# Aim:
Reproduce the lines of the data below verbatim, starting at the line that contains "Identify a point on every instance of the green grass" and ending at the line that contains "x=138 y=197", with both of those lines included.

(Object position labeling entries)
####################
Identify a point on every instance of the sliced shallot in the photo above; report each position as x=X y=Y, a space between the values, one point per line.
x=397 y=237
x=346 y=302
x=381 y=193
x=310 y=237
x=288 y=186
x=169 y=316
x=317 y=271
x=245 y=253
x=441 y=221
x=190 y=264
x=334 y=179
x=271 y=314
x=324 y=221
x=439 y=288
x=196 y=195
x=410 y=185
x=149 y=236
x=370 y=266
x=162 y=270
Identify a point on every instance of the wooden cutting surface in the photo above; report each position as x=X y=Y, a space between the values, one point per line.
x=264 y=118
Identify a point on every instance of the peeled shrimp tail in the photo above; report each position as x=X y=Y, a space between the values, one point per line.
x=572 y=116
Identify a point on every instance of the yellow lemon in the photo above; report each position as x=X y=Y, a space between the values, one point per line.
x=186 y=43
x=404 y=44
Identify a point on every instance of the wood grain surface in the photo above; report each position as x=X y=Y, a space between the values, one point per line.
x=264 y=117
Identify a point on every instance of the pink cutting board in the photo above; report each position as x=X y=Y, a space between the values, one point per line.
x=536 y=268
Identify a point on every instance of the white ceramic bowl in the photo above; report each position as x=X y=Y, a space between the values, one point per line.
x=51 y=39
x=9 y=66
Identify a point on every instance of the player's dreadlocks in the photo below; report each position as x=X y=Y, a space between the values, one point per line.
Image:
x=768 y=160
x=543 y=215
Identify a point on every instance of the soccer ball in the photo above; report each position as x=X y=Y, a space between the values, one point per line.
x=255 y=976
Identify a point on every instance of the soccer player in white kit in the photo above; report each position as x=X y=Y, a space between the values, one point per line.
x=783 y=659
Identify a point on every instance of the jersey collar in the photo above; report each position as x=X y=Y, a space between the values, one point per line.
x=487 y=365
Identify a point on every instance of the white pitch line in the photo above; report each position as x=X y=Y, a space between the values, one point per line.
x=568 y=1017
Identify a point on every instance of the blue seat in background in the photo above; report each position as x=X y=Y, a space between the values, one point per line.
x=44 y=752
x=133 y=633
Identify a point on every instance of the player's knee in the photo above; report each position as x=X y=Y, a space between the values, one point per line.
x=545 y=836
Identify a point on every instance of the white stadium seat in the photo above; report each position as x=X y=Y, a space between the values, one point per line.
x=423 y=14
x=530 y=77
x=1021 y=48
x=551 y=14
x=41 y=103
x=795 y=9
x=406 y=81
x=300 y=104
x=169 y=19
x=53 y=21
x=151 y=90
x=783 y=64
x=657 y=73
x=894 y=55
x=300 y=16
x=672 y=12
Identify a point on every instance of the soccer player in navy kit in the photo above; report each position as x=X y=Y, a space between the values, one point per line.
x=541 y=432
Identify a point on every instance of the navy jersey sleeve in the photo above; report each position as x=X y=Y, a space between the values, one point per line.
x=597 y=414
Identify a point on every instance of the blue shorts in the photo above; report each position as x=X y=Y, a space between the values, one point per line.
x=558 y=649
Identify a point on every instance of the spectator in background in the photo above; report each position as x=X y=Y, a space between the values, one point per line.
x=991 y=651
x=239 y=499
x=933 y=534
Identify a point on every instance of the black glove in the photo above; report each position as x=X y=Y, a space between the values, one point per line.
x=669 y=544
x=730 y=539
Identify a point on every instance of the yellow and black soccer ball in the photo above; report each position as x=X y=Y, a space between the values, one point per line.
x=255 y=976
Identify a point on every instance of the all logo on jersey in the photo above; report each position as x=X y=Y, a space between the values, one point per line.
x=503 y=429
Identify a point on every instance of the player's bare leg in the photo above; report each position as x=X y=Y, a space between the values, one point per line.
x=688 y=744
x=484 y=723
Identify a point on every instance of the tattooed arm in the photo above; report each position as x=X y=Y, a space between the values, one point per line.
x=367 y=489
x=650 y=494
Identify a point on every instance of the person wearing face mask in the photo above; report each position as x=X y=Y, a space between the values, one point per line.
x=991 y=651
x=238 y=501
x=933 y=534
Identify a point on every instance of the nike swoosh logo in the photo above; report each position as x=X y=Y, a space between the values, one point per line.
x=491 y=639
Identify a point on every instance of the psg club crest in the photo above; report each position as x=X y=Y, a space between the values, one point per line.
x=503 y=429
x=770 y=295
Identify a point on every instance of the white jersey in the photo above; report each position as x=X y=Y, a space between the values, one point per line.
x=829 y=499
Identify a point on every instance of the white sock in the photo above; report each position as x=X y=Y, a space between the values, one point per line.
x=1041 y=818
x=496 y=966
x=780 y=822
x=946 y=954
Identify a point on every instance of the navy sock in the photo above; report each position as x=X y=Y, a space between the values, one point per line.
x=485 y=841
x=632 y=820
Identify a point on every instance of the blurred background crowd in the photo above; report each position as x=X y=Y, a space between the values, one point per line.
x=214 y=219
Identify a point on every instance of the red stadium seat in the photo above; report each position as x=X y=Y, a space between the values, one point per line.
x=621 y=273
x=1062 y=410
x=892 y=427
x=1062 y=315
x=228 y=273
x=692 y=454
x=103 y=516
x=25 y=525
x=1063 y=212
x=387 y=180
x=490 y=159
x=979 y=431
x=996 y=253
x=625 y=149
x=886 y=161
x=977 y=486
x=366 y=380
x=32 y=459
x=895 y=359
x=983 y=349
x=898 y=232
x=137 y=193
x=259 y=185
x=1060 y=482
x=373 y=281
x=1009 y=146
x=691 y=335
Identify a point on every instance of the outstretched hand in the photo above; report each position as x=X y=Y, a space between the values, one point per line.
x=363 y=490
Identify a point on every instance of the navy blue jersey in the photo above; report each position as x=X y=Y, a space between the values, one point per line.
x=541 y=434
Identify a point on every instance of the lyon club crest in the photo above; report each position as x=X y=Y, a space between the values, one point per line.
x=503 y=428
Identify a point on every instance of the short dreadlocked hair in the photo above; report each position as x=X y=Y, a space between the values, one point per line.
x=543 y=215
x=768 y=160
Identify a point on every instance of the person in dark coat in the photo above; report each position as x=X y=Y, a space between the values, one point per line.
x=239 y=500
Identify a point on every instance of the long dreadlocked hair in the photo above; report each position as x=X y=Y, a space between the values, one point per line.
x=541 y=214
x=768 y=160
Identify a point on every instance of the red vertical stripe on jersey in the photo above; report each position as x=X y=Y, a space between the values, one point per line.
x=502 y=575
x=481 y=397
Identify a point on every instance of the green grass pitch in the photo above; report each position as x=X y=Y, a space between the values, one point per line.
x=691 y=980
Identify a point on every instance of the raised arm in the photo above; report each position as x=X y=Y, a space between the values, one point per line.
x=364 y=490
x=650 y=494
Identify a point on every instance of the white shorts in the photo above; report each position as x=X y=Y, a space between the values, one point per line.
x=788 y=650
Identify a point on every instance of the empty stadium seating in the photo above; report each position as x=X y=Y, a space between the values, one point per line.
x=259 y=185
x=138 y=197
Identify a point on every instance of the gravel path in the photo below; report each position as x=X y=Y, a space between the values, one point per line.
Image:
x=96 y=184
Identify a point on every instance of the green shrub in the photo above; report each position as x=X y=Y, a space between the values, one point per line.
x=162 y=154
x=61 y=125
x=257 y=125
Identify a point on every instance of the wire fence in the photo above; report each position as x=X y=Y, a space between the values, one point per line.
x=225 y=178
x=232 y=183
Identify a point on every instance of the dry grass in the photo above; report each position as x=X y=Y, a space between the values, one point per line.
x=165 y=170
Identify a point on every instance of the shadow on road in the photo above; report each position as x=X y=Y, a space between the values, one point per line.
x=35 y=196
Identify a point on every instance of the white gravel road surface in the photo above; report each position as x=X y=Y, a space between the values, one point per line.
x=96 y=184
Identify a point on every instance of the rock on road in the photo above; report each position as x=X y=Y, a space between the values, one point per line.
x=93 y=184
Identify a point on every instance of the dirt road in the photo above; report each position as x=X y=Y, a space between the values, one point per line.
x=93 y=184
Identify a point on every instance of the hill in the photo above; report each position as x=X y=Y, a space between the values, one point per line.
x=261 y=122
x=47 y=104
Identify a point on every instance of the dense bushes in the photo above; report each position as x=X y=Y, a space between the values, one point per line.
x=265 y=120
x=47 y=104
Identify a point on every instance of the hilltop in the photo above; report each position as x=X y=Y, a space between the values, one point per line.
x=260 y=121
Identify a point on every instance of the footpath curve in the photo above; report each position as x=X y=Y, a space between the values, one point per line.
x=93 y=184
####################
# Answer to this problem:
Identify a point on every instance of the green grass pitch in the photo above; report each position as x=X y=Y, a space between the values, one point per line.
x=691 y=980
Identify a point on every instance of the raised arm in the photo above; report each position as x=X y=Y, a space between the values, one point per line.
x=364 y=490
x=650 y=494
Identify a point on every instance of the white shorts in the photo above; report each position as x=X y=Y, a space between the values, one point per line.
x=788 y=650
Identify a point on every instance of the empty stadium seating in the photo above; report each position as x=X y=Y, a space between the values, one point per line.
x=259 y=185
x=138 y=197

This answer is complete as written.